*** Source material Section Begins ***
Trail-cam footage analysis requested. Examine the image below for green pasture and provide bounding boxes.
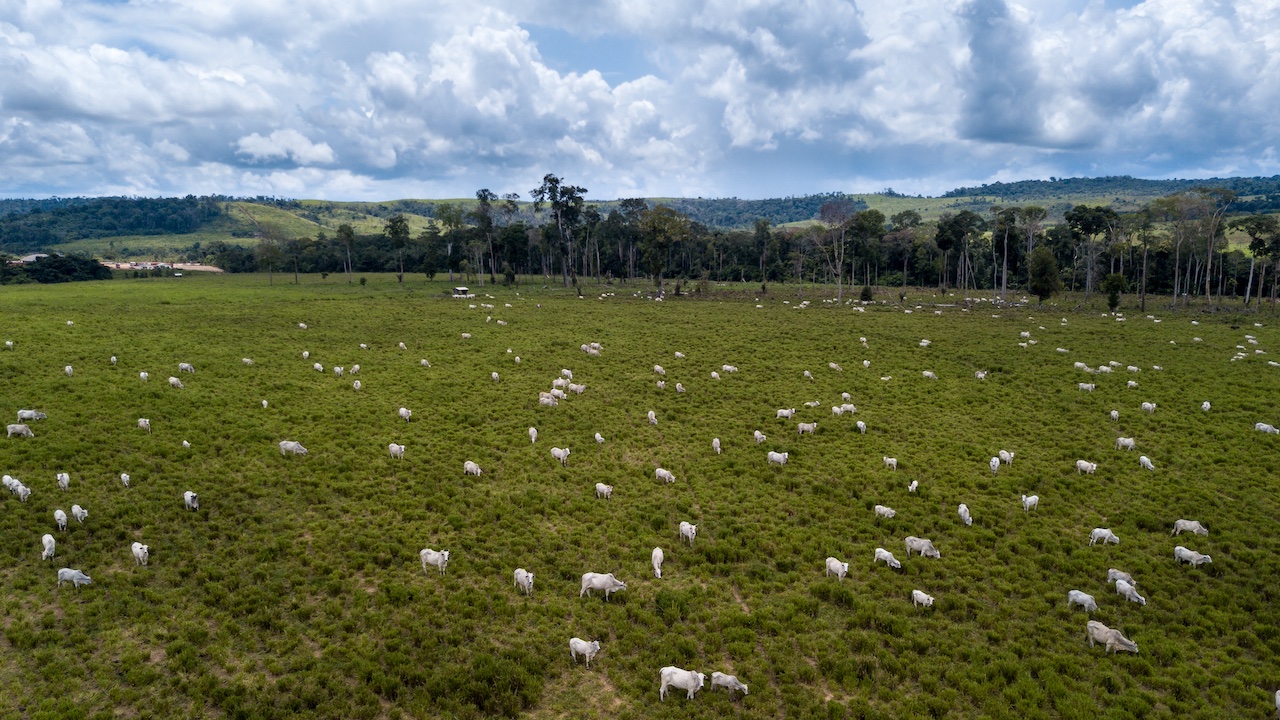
[1,275,1278,720]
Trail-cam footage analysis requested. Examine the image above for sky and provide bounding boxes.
[1,0,1278,201]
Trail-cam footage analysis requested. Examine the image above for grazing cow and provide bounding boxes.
[279,440,308,456]
[958,503,972,526]
[831,405,845,416]
[72,505,87,523]
[825,557,849,580]
[856,420,866,434]
[656,380,666,390]
[579,572,626,600]
[659,666,706,701]
[313,362,323,373]
[1022,494,1039,512]
[1174,545,1212,568]
[57,472,69,491]
[722,365,738,373]
[905,536,940,558]
[353,380,361,391]
[1115,579,1146,605]
[766,451,788,466]
[653,365,665,375]
[711,371,720,380]
[138,418,151,433]
[1076,460,1097,474]
[132,542,150,566]
[652,547,664,578]
[712,438,721,454]
[874,548,902,569]
[595,483,613,500]
[1078,383,1095,392]
[398,407,412,422]
[648,410,657,425]
[539,396,558,407]
[65,366,73,377]
[1202,401,1211,412]
[674,352,685,359]
[1110,410,1119,421]
[883,457,897,470]
[1067,590,1098,612]
[528,427,538,444]
[183,491,200,511]
[7,423,34,438]
[302,351,310,359]
[679,522,698,545]
[1116,437,1136,451]
[710,672,748,697]
[595,432,605,444]
[999,450,1014,465]
[182,440,191,448]
[1172,519,1208,536]
[351,365,359,375]
[975,370,988,380]
[554,378,570,389]
[908,480,918,492]
[798,422,818,435]
[656,468,677,483]
[922,371,937,380]
[803,370,814,380]
[57,568,92,589]
[420,548,450,574]
[1127,380,1138,388]
[334,366,344,377]
[829,362,843,372]
[569,638,600,667]
[570,383,587,394]
[990,457,1001,475]
[912,589,935,608]
[514,568,534,595]
[754,430,766,444]
[1256,422,1280,434]
[178,362,195,373]
[1087,620,1138,654]
[1090,528,1120,546]
[168,376,184,388]
[41,534,56,560]
[388,442,405,459]
[242,358,254,365]
[119,473,132,488]
[1139,455,1155,470]
[550,447,570,466]
[874,504,896,519]
[1107,568,1134,586]
[17,410,46,422]
[776,408,796,419]
[464,461,482,476]
[1141,402,1156,414]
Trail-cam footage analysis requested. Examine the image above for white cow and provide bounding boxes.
[119,473,131,488]
[1067,590,1098,612]
[712,438,721,454]
[17,410,46,421]
[656,468,677,483]
[883,457,897,470]
[648,410,657,425]
[57,568,92,589]
[539,396,558,407]
[595,483,613,500]
[1116,437,1136,451]
[168,376,184,388]
[183,491,200,510]
[553,378,570,389]
[1076,460,1097,474]
[711,371,720,380]
[831,405,845,416]
[911,589,935,608]
[1201,401,1211,412]
[72,505,87,523]
[279,440,308,456]
[1087,620,1138,654]
[514,568,534,595]
[579,572,626,600]
[1141,402,1156,414]
[464,461,482,476]
[57,472,69,491]
[65,365,73,377]
[907,480,918,492]
[420,548,450,574]
[387,443,405,459]
[242,358,254,365]
[1078,383,1095,392]
[874,548,902,569]
[1115,579,1146,605]
[975,370,988,380]
[1107,568,1134,586]
[989,457,1001,475]
[766,451,788,466]
[1089,528,1120,546]
[654,365,666,375]
[335,366,345,377]
[550,447,570,466]
[570,383,587,394]
[999,450,1014,465]
[920,370,938,381]
[351,365,359,375]
[958,503,972,526]
[398,407,412,422]
[302,351,310,359]
[656,380,666,390]
[710,672,748,697]
[1022,494,1039,512]
[825,557,849,580]
[829,362,843,372]
[659,666,706,701]
[42,534,56,560]
[679,522,697,545]
[797,422,818,435]
[856,420,866,434]
[754,430,766,444]
[1174,545,1212,568]
[1139,455,1155,470]
[1172,519,1208,536]
[722,365,738,373]
[138,418,151,433]
[776,408,796,419]
[594,432,605,444]
[803,370,814,380]
[1110,410,1119,422]
[178,362,195,373]
[874,504,896,519]
[569,638,600,667]
[7,423,34,438]
[905,536,940,558]
[652,547,664,578]
[132,542,150,566]
[1256,422,1280,434]
[1127,380,1138,388]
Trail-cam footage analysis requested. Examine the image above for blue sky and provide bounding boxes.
[0,0,1277,201]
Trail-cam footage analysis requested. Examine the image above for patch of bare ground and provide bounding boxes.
[732,585,750,613]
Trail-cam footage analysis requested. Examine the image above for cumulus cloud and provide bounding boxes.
[236,129,335,165]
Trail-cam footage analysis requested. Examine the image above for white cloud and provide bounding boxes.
[236,129,335,165]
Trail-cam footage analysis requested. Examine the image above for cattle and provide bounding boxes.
[776,408,796,419]
[302,351,310,359]
[1110,410,1119,421]
[72,505,87,523]
[908,480,918,492]
[656,380,666,390]
[1090,528,1120,546]
[648,410,658,425]
[41,534,56,560]
[1107,568,1134,586]
[656,468,677,483]
[883,457,897,470]
[1115,579,1146,605]
[553,378,570,389]
[1142,402,1157,414]
[1139,455,1155,470]
[712,437,721,454]
[1172,519,1208,536]
[825,557,849,580]
[659,666,706,701]
[595,432,605,444]
[803,370,814,380]
[754,430,766,444]
[679,521,698,545]
[990,456,1001,475]
[651,547,664,578]
[351,364,360,375]
[922,370,938,380]
[1127,380,1138,388]
[1022,494,1039,512]
[514,568,534,596]
[1257,422,1280,434]
[579,572,626,600]
[831,405,845,416]
[999,450,1014,465]
[57,568,92,589]
[242,358,254,365]
[178,362,195,373]
[1078,383,1095,392]
[874,504,896,519]
[539,396,558,407]
[975,370,988,380]
[279,440,308,456]
[1174,545,1212,568]
[920,340,932,347]
[57,472,69,491]
[398,407,412,422]
[829,362,843,372]
[710,672,748,697]
[797,422,818,435]
[550,447,571,466]
[874,547,902,569]
[912,590,935,608]
[1116,437,1136,451]
[183,491,200,511]
[1201,401,1211,412]
[65,365,73,377]
[722,365,738,373]
[420,548,450,574]
[17,410,46,422]
[168,376,184,389]
[654,365,665,376]
[138,418,151,433]
[711,371,720,380]
[464,461,482,476]
[1076,460,1097,474]
[569,638,600,667]
[7,424,34,438]
[1086,620,1138,654]
[132,542,150,566]
[905,536,940,558]
[856,420,866,434]
[1067,590,1098,612]
[570,383,588,394]
[766,451,788,466]
[595,483,613,500]
[958,503,972,526]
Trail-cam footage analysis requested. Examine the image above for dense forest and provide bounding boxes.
[0,196,224,251]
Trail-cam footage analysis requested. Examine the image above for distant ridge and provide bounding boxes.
[941,175,1280,201]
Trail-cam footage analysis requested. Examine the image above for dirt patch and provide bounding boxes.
[732,585,750,614]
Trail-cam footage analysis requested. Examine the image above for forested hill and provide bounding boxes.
[943,175,1280,205]
[0,196,224,252]
[650,193,867,227]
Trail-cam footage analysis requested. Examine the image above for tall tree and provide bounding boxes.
[436,203,465,282]
[530,174,587,287]
[1028,245,1061,304]
[384,214,411,283]
[472,189,499,283]
[1017,206,1047,289]
[1190,187,1235,305]
[255,237,283,286]
[1229,214,1278,306]
[336,223,355,284]
[754,218,772,290]
[990,206,1019,302]
[1064,205,1118,300]
[639,205,690,296]
[817,199,856,301]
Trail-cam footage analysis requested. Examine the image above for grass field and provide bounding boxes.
[2,274,1278,720]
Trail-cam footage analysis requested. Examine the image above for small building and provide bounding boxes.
[452,287,474,298]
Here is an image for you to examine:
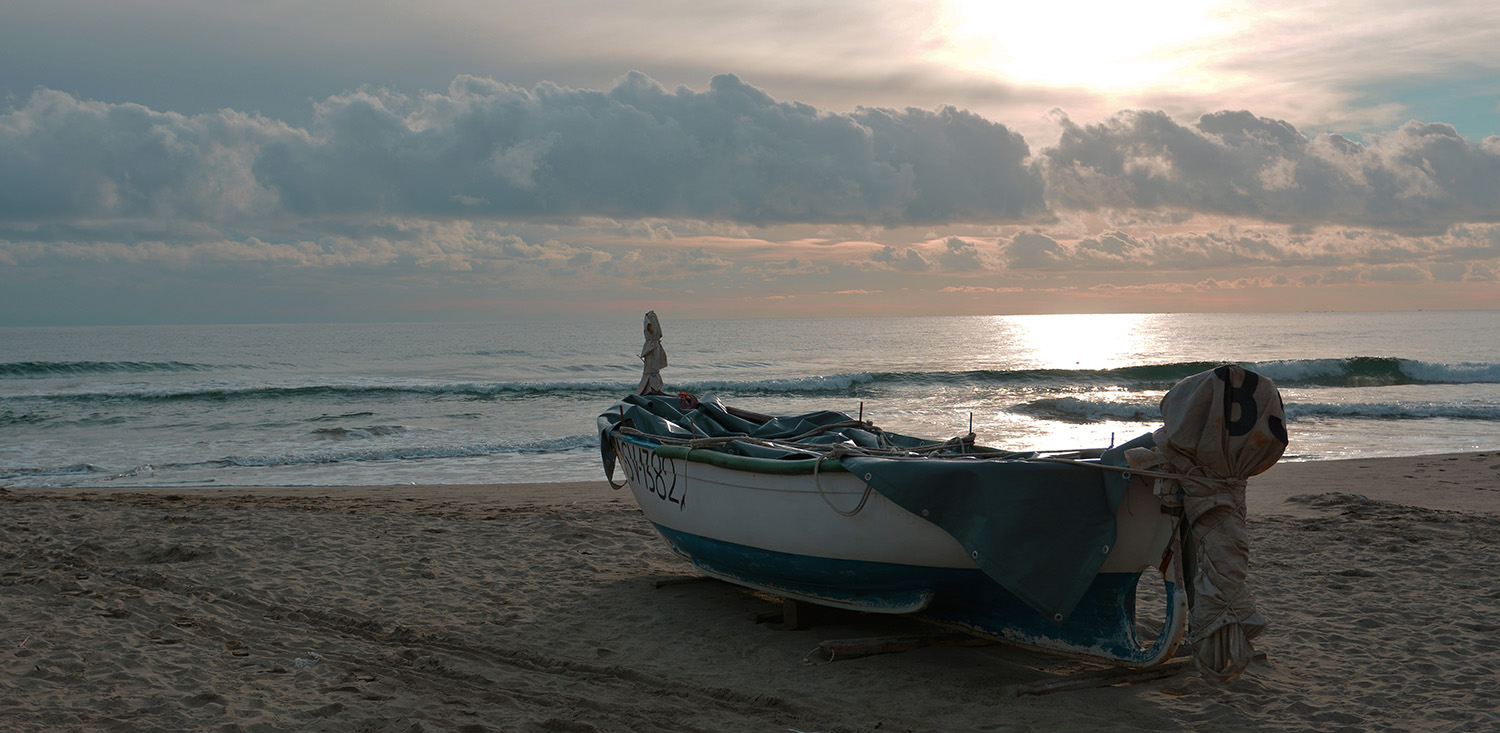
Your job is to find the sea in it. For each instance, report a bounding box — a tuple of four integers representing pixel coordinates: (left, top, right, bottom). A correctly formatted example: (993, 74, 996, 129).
(2, 311, 1497, 490)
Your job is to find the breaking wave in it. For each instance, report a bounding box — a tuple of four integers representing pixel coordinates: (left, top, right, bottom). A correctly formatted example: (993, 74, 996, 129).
(1286, 401, 1500, 421)
(1012, 396, 1500, 424)
(698, 357, 1496, 392)
(8, 357, 1496, 406)
(1010, 398, 1162, 424)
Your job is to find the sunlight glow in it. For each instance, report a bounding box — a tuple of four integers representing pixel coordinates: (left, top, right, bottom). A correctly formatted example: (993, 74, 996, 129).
(1005, 313, 1155, 370)
(931, 0, 1251, 93)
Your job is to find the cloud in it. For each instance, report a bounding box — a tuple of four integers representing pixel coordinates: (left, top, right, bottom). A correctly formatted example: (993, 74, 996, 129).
(868, 244, 933, 271)
(999, 224, 1500, 272)
(1364, 263, 1430, 282)
(258, 72, 1047, 225)
(0, 74, 1047, 228)
(934, 235, 996, 270)
(1004, 231, 1070, 269)
(9, 77, 1500, 239)
(3, 72, 1498, 326)
(938, 285, 1024, 294)
(0, 89, 296, 221)
(1041, 109, 1500, 233)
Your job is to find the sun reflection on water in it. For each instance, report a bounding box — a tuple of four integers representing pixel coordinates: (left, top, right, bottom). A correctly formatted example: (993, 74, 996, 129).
(993, 313, 1159, 371)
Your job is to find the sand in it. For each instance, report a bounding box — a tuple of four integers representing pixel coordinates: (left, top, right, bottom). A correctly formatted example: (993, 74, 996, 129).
(3, 452, 1498, 732)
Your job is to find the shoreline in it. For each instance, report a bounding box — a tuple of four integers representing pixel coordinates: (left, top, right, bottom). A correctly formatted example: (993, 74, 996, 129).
(9, 450, 1498, 516)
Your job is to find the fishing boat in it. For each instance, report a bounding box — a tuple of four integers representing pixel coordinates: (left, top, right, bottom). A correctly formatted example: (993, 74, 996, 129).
(599, 313, 1287, 677)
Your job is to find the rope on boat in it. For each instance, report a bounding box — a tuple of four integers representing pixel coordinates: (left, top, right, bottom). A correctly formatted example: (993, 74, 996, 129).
(614, 423, 984, 460)
(1035, 456, 1246, 491)
(619, 424, 1244, 489)
(616, 425, 1248, 496)
(813, 443, 873, 517)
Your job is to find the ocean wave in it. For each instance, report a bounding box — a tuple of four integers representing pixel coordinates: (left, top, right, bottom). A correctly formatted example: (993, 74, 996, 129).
(308, 411, 377, 421)
(0, 360, 221, 378)
(210, 434, 602, 467)
(1, 408, 133, 429)
(0, 408, 47, 426)
(1009, 397, 1162, 424)
(1246, 357, 1500, 387)
(309, 425, 409, 439)
(7, 356, 1497, 405)
(1011, 395, 1500, 424)
(0, 435, 603, 483)
(689, 357, 1500, 393)
(549, 363, 641, 374)
(15, 381, 635, 404)
(681, 373, 879, 393)
(0, 462, 169, 483)
(0, 462, 103, 480)
(1286, 402, 1500, 421)
(8, 374, 880, 403)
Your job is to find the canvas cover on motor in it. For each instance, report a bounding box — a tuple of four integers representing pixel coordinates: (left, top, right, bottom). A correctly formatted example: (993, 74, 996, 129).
(637, 311, 667, 396)
(1125, 365, 1287, 682)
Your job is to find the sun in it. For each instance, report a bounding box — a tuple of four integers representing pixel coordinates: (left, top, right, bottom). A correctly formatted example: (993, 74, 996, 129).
(929, 0, 1250, 94)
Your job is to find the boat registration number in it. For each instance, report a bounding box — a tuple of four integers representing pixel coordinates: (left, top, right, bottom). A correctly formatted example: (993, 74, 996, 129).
(616, 440, 685, 510)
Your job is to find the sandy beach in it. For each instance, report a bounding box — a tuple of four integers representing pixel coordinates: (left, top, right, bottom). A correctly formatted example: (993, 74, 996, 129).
(4, 452, 1498, 732)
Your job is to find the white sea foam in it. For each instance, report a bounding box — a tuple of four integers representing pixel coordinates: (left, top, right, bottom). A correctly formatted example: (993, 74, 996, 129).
(1286, 401, 1500, 421)
(1009, 397, 1162, 423)
(682, 373, 878, 393)
(1399, 360, 1500, 384)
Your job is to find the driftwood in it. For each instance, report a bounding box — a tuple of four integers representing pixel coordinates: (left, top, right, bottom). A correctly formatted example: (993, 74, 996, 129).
(1015, 650, 1268, 696)
(804, 633, 996, 664)
(650, 575, 714, 589)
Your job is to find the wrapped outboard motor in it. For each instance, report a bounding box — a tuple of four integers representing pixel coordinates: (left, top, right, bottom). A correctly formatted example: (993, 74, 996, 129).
(637, 311, 667, 396)
(1126, 365, 1288, 682)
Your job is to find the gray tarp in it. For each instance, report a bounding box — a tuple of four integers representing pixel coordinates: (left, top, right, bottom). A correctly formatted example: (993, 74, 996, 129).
(840, 440, 1144, 622)
(599, 393, 1142, 622)
(599, 393, 948, 467)
(1125, 365, 1287, 682)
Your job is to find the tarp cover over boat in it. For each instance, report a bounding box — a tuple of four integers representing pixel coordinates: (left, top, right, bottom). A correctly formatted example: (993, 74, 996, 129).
(598, 393, 1144, 623)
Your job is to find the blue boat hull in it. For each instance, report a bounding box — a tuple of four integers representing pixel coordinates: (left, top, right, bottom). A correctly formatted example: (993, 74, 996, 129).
(656, 523, 1185, 666)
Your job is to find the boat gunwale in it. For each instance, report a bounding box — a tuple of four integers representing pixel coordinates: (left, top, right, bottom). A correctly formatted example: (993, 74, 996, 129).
(610, 429, 1083, 477)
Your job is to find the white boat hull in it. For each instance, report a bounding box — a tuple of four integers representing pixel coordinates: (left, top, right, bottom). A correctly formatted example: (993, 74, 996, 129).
(608, 432, 1188, 666)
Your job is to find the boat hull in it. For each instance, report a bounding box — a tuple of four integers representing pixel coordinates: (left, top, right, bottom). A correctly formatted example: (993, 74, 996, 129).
(609, 432, 1187, 666)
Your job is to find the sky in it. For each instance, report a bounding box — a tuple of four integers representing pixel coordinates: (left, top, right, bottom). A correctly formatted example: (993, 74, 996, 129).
(2, 0, 1498, 325)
*** Source material Section Ends ***
From the line holding "Your job is to find the boat hull" down to the final line above, quote every line exactly and only those lines.

Task response
Your job is to find the boat hull in it. For each instance, report a bounding box — a tuple of four integers representing pixel coordinates: (left, top, right, bottom). A correctly formatted example: (993, 74, 996, 129).
(609, 432, 1187, 666)
Your job is to find the sky in it. For each instance, report a bounding box — a tuple of four integers representing pixel coordinates: (left, top, right, bottom). A correctly formatted example: (993, 74, 996, 129).
(2, 0, 1498, 325)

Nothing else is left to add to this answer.